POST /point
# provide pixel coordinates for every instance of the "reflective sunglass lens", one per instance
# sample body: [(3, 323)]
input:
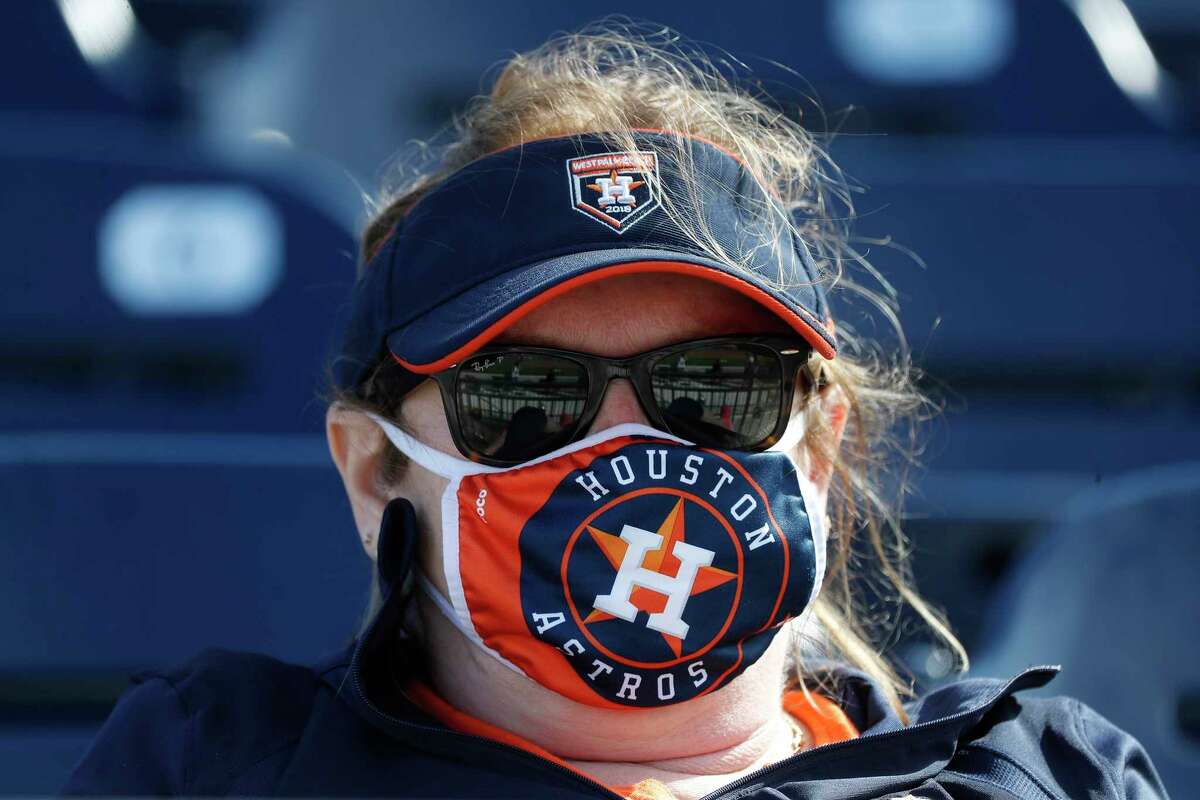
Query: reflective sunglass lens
⁂
▶ Task
The records above should be returned exactly; no image belongs in the copy.

▶ Written solution
POST /point
# provide pixel coordinates for every instance of the "reflective sunglass lens", one per instance
# sample body: [(3, 323)]
input:
Query: reflective sunglass lens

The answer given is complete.